■ **EXERCISE DIRECTIONS**: Pick up the blog post about changing in a relationship after its last sentence and write on in the same voice.

╭─ DOCUMENT EXCERPT

I am so lazy! To blog! on this blog! this blog is so boring it no longer interests me! There once was a time when I freaked out on Ryan when he deleted my post. lmao. because I treasure everything I type down. It's a document of my feelings and state of mind at the point of blogging! Now I don't even care.

I guess having a boyfriend changed me in different ways. With my exes, I wasn't easily jealous. Quite low maintenance, I don't tell them everything and don't want to. And I was mature. Damn right. If you were a playboy, I am your perfect gf. Because I don't feel the need to check up on you so it'd be pretty easy to cheat on me. And if I ever found out, I'd dump you and delete you from my life. No drama. I'm sure my exes appreciate me. And probably found me boring. Of course Ryan was an exception(and full of drama), I love him to bits. he was the best online friend once can ask for, it's just too bad fate has other plans. so we kinda remain at that.

And then I realised, I've... never really been dumped. I kinda initiated the breakups. Which is disturbing, because usually the girl gets dumped right?

Now, with Hokes, I get jealous and upset and the stupidest things. But of course I don't throw tantrums. I just feel them and don't do anything about them. Kinda upset with myself for being so ridiculous sometimes. Now (I still think I'm low maintenance) I tell the boyfriend everything and anything, and I expect him to do same. I absolutely HATEEEEE it when he keeps things from me (and somehow I can always tell) then I have to go all fickle and have a mental debate on whether to pry it out of him and whether it's the right time and the right thing to do blablabla. I somehow want to know what he's doing and what's going on.

It's ridiculous! When I go,"so whatcha doing now?" I mentally slap my face everytime. I DONT ASK THESE KINDA QUESTIONS WHAT HAPPENED TO ME? I'm clingy and childish and I talk with the baby voice. When I don't, the boyfriend would think there's something wrong. Which pretty much concludes that I only speak that way to the bf 24/7. I'm childish and crazy, I make random noises and say nonsense things. like,"bleble blooo. mama. rawr. you're weird. not me. weh wehhh." I would lie in bed next to him and suddenly go RAWWRRR and roll over him.

WHA? Just taking a step back and looking at myself, I'm so... RIDICULOUS HAHA. And comfortable and happy. And I like it. I like it so much then I can be ridiculous and he still loves me and when I'm serious, we can talk for hours on a topic and hours more digressing from that topic. And I like it that he's just as ridiculous as me.

Also, I used to blog like crazy. If I don't, I would have a mental breakdown and convince myself that I am a zombie and I eat people. Now I don't even know what to blog about. Because the things that bother me, I summed it up in one line in a tweet on Twitter. And the more deeper issues, I have a best friend/ boyfriend to talk to. So I kinda have no use for this, cept updating my friends about my life (and whoever reads this blog). And I told you I kinda changed, because now I'm more introverted. I don't really wanna share it with yous (if I even had anything to share) too lazy and I don't feel the same. I don't feel excited to share. Then share for what right?!

╰─
╭─ ENTRIES

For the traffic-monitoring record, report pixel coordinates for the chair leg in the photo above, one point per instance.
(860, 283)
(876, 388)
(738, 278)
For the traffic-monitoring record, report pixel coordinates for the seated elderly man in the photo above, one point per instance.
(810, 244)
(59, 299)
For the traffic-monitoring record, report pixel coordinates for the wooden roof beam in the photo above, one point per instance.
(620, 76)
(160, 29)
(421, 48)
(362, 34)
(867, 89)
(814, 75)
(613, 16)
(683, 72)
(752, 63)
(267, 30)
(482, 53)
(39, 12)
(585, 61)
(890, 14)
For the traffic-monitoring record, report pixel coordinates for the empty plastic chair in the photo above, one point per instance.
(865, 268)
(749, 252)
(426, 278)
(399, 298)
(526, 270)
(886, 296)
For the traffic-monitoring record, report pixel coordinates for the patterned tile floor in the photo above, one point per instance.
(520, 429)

╰─

■ **ANSWER FOR THIS EXERCISE**:
We're all so caught up in our lives, I'm drowning in work (I have 4.5days a week to finish all my work because weds nights and weekends are boyfriend time. Sometimes work eats into boyfriend time and THAT UPSETS ME GREATLY.) Ryan completely disappeared, I can't even talk to him on msn. It's not the same between us, I'm not surprised, but I would really like to maintain this friendship :) I like it. Jacob too, but it's kinda my fault too, caz like Ryan I too have no use for msn (because I don't want to talk to people. see?) I feel a lil guilty caz that means I'm neglecting my friends (like jacob said, if msn is the only means of communication and i'm deliberately not on it, i'm neglecting him on purpose, which is in a way, true)


BUT I AM SO TIRED OF WORK.

Like really.


I just want to STOP STUDYING.

TAKE A FREAKING LOOOOOONG BREAK FROM STUDYING. Working sounds appealing suddenly (and some of you know how I hate the workforce and dread the time when my education ceases)


ndvexuvcwbj gt


RAWR!


and I just dont. wanna. talk. to people.
Like okay I do, sometimes I do have the mood. But most times? when I'm alone, I won't reach out to people like how I used to. I socialise well only when they come to me. And then people feel unimportant and not needed and that's sad because I kinda like making ppl feel important and needed. Ugh I really don't know what I want. Maybe I should just pack my bags and go on vacation in aussieland, maybe hide in Cass's luggage. and we can have so much fun overseas.
omg let's do that one day.

nBFrnf SO EXCITING I WANNA TRAVEL NAO NAO NAO.

too bad school isnt over yet.


RAWR my nose is being a complete turdface , it's blocked I can't breathe yet I'm constantly sneezing. ridiculous. I'm feeling like hell right now and I want the bf here and I have a different blog, this time for myself. It's anonymous. I don't feel like sharing it with anyone. I know I might as well write it down in a diary but typing is less tiring, to be honest. maybe you can find it online and guess that it's me. good luck. i predict this blog is gonna rot what with ryan and jacob disappearing and all.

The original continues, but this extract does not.